** Opening AVAILABLE DATA block **
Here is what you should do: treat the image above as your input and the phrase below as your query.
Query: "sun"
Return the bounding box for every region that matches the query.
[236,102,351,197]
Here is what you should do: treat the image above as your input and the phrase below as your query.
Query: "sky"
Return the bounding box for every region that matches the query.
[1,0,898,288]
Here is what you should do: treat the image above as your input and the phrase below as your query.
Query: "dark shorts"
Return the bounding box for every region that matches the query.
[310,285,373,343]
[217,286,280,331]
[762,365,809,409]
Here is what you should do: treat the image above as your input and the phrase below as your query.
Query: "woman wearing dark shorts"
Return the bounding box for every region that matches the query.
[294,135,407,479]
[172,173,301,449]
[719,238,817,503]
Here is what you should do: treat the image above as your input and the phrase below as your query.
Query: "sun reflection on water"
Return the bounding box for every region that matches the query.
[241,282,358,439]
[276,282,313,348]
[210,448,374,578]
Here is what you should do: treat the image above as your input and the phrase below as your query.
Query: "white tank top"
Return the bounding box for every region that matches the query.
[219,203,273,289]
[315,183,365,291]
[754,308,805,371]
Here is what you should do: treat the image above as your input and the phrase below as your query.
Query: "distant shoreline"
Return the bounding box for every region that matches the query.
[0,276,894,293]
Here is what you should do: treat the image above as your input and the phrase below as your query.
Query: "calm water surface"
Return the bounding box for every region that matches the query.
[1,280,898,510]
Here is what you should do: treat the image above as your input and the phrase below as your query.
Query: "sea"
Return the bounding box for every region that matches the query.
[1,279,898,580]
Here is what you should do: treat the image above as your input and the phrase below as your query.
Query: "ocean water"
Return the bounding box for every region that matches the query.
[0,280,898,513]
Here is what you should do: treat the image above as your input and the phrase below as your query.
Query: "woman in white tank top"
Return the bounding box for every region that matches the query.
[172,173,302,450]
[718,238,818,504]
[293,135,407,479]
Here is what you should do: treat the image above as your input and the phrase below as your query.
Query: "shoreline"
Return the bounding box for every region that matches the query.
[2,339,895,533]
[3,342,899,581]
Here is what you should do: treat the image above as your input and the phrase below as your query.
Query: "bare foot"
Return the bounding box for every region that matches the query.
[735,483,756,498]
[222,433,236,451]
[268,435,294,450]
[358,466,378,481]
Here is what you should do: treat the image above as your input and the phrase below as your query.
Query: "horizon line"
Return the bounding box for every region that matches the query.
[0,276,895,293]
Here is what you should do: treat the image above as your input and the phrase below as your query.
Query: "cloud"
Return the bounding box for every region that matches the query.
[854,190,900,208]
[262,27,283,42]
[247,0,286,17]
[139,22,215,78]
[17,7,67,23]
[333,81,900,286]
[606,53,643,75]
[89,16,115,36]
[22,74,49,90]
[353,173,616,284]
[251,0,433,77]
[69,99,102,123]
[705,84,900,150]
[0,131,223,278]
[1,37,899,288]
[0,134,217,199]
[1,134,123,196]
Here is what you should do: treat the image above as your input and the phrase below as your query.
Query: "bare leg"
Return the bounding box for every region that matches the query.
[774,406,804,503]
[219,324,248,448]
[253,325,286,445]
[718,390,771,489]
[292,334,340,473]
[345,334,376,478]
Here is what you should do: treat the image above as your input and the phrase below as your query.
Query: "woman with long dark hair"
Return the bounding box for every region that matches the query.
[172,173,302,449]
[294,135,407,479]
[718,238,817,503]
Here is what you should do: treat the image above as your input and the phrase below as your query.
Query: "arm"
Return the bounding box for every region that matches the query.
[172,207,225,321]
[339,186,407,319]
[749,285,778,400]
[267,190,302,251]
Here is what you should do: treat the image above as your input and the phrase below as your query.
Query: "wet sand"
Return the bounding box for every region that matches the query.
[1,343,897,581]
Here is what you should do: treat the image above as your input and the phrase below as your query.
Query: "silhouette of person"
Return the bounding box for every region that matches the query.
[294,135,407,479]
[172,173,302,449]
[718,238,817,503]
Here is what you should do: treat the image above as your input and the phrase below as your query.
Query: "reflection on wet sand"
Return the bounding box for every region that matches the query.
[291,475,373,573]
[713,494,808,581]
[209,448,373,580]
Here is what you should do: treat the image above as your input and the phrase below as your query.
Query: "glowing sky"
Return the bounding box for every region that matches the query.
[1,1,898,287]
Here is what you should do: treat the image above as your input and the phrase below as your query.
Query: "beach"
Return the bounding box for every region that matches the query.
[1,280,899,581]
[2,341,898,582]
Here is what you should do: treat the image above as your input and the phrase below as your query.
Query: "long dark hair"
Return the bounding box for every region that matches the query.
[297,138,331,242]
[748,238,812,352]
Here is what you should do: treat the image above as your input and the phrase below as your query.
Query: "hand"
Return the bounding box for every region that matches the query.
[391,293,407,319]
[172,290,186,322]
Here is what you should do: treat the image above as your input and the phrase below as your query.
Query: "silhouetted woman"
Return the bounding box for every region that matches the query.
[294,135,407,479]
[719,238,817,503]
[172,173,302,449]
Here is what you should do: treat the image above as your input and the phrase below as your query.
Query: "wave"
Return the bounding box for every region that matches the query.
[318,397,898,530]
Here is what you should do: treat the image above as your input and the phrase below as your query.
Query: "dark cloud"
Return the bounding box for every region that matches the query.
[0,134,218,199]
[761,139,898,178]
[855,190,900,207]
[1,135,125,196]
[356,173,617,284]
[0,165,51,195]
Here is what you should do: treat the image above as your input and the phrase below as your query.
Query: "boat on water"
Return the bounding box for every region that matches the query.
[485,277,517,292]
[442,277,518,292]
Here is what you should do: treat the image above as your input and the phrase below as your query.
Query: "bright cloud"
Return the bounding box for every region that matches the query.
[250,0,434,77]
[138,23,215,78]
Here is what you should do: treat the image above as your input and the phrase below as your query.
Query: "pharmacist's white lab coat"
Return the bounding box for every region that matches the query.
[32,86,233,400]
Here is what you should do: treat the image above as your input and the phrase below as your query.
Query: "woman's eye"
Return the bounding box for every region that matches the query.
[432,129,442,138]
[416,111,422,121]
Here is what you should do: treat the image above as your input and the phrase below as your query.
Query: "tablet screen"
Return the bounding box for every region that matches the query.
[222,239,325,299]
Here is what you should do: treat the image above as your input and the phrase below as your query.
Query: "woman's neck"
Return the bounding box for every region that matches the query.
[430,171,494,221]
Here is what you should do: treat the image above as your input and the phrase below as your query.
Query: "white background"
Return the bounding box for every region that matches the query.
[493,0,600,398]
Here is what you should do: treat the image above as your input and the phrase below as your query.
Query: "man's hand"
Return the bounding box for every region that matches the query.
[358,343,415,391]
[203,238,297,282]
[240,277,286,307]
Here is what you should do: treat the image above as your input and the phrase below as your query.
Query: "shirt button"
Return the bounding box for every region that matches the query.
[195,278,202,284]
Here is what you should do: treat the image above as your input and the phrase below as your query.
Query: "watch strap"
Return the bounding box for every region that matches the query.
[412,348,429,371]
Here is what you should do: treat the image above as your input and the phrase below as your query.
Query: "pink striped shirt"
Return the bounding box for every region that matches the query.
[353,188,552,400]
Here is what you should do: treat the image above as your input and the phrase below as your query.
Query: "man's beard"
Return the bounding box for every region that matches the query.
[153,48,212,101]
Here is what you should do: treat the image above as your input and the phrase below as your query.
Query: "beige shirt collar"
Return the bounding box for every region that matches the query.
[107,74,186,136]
** Closing AVAILABLE DATA block **
### REQUIREMENT
Your task is to repeat every entry exactly.

### FINAL ANSWER
Here is what you should do: treat the image above as your input and the phrase below as your query.
Query: "sun"
Return the bounding box for every region that matches the query.
[236,102,351,197]
Here is what you should do: treat the image above as your input and the phrase below as your query.
Query: "sky"
Return the bounding box for every region that matches the query.
[1,0,898,288]
Here is what you should do: treat the image above as your input and the phrase below as your query.
Query: "dark shorts"
Return the bounding box for every region that matches the query.
[310,285,373,343]
[217,286,280,331]
[762,365,809,409]
Here is what you should do: treat the image above as your input and the phrase below as your query.
Query: "woman wearing dark shorts"
Return the bounding box for every region that matches the query.
[294,135,407,479]
[172,173,301,449]
[719,238,817,503]
Here is what you should do: treat the image above as your input and the phrase below as your query.
Query: "sun reflection on water"
Return the bounding box for every region that matches the query.
[241,282,358,439]
[276,282,313,348]
[210,448,374,578]
Here is what you should do: treat the image above as your input and the phrase below as your query.
Query: "white tank top"
Return the bounding box for every region that matches the query.
[219,203,273,289]
[315,183,365,291]
[754,308,805,371]
Here is what you should do: treat the image above as your input and the phrase below as your query.
Query: "distant shoreline"
Return the bounding box for every region that matches the query.
[0,276,894,293]
Here is what you should do: treat the image above as your input and the phrase below as your query.
Query: "calm water surface"
Return the bounding box for every region that matches the query.
[1,280,898,510]
Here is what you should do: treat the image above as your input and the phrase below as your query.
Query: "sea"
Return the bounding box for every region that matches the query.
[1,279,898,580]
Here is what you should do: treat the image above as your input and the phrase below as your query.
Query: "ocean water"
Return the bounding box for every region that matches the query.
[0,280,898,513]
Here is what you should do: treat the image above as your input and the phrase below as your query.
Query: "woman in white tank top"
Return the bounding box for every region that matches the query.
[172,173,302,450]
[718,238,818,504]
[293,135,407,479]
Here is what you should do: treat the image above as your input and the phrase below as your query.
Query: "shoreline"
Return the bounding box for every region that matches the query.
[2,339,895,533]
[3,342,899,581]
Here is what you should do: treat the image above as your input and the phrase below as your query.
Query: "bare foot"
Return the bounding box for every region that matches the query.
[735,483,756,498]
[222,433,236,451]
[268,435,294,450]
[358,466,378,481]
Here is what you should do: treat the image above as your input and the phrase below as your query.
Query: "horizon line"
Return the bounding box for every region that matches the query.
[0,276,895,293]
Here is what you should do: treat the image above as your input and the phrase below as your query.
Query: "cloud"
Return the bounding box for every region that matches the query.
[854,190,900,208]
[262,27,283,42]
[247,0,286,17]
[139,22,215,78]
[17,7,67,23]
[333,81,900,286]
[606,53,643,75]
[89,16,115,36]
[22,74,49,90]
[353,173,616,284]
[251,0,433,77]
[69,99,102,123]
[705,84,900,150]
[0,131,223,278]
[1,37,899,288]
[0,134,217,199]
[1,134,123,196]
Here is what you should do: treat the image above as your input and the phrase below as your query.
Query: "bare leg"
Return the bounding box for every region that matches the query.
[774,406,804,503]
[219,324,248,448]
[253,325,286,445]
[718,390,771,489]
[292,334,340,473]
[345,334,376,478]
Here is what you should do: treat the image above as your input and the phrase below as your query.
Query: "woman with long dark hair"
Return the bounding box for every region that matches the query.
[172,173,302,449]
[294,135,407,479]
[718,238,817,503]
Here is what you should do: treat the image above as your input and the phrase below as your query.
Query: "arm"
Return the bounding box for every region that matches the query.
[172,207,225,321]
[339,186,407,319]
[749,285,778,400]
[267,190,302,251]
Here is what you should do: treat the image above as your input and the phrase below as your query.
Query: "wet sand"
Return the bounding box for every region that matches the query.
[1,343,897,581]
Here is what you should do: treat the image above as your input and the phrase below as your query.
Query: "silhouette of person"
Return the bounding box for every region that matches the query.
[294,135,407,479]
[172,173,302,449]
[718,238,817,503]
Here is what you should do: treat the image above as your input and the phrase below as your query.
Query: "reflection on wet sand"
Return the bounding box for every region that matches the query.
[291,475,373,573]
[713,494,808,581]
[209,448,373,580]
Here is what you should do: treat the image above as your input and the phrase below as your query.
Query: "glowing sky"
Return the bounding box for every region that matches the query.
[1,1,898,287]
Here is what you should do: treat the image above as your input and the phrase below as your query.
Query: "beach"
Return the bounding box for every region that matches the query.
[1,280,899,581]
[2,341,898,582]
Here is what you should do: treat the image above as your input and the phrase below as your query.
Query: "long dark hair"
Return the bounding box for every region that matches the query.
[297,138,331,242]
[748,238,812,352]
Here is what you should do: treat the image above as your input and the phrase below as your query.
Query: "hand"
Return the bounding box for every region that matches the query.
[391,293,407,319]
[172,290,186,322]
Here is what you should do: treat the image above as your input and the phrase below as your query.
Query: "silhouetted woman"
Return the bounding box for every region that matches the query.
[294,135,407,479]
[719,238,817,503]
[172,173,302,449]
Here is what you should do: treat the image above as your input and the phrase below as your query.
Query: "wave"
Return the bounding box for every region that matches the query.
[318,397,898,530]
Here is what you should do: treat the image above as your input and the phrase below as your query.
Query: "dark cloud"
Return the bounding box for every region that matches the query.
[0,134,218,199]
[761,139,898,178]
[855,190,900,207]
[1,135,125,196]
[356,173,617,284]
[0,165,51,195]
Here is what you should do: treat the image above as your input and the phrase below as your query.
Query: "boat on water"
Return the bounding box for every region that matches the query.
[485,277,517,292]
[442,277,518,292]
Here is what you should do: treat the image above as your input and the phrase below as your query.
Query: "bright cloud"
Return the bounding box for every region that matches the query.
[250,0,434,77]
[138,23,215,78]
Here is what you should do: treat the image above as your input and the phrase below as your query.
Query: "pharmacist's white lab coat"
Return the bounding box for every region that matches the query.
[32,86,233,400]
Here is what you should do: treat the image above as your input and the phrase below as your query.
Query: "woman's eye"
Return the bounding box for every region that matches the query.
[432,129,442,138]
[416,111,422,121]
Here is what you should do: treat the image above as your input and the phrase below as your query.
Query: "tablet screen"
Return the bounding box for every region that matches the query.
[222,239,325,299]
Here is what you should do: treat the image above as your input and the phrase below as your query.
Query: "woman's neck"
Return the bounding box for every region that matches the query.
[430,171,494,221]
Here is what you should do: treat the image above as your input and the phrase below as your query.
Query: "white background"
Return the bounding box for every region that matches the query.
[493,0,600,398]
Here is what you should do: treat the image above as your input and the phrase below as your query.
Query: "man's hand"
Return the bounding box for every region that matches the query.
[358,343,415,391]
[203,238,297,282]
[240,277,286,307]
Here is what you should do: treat the image above as your input and the phrase below as your query.
Query: "shirt button"
Return the bounding box for every region that matches the query.
[195,278,202,284]
Here is what you should do: treat the image above as your input and the phrase below as your query.
Query: "watch strap"
Return the bounding box for every region that matches the query.
[412,348,429,371]
Here is what you should do: treat the image above as your input and the phrase below as your query.
Query: "pink striped shirt"
Return the bounding box for every region that matches the query.
[353,188,552,400]
Here is what you should do: treat the image above as your input and the phrase below as your query.
Query: "man's beard"
Return the bounding box for every region that matches the query.
[153,48,212,101]
Here is what you should do: treat the image above as your input and the phrase below as your query.
Query: "beige shirt collar"
Return the bounding box for every region that matches the query.
[107,74,186,136]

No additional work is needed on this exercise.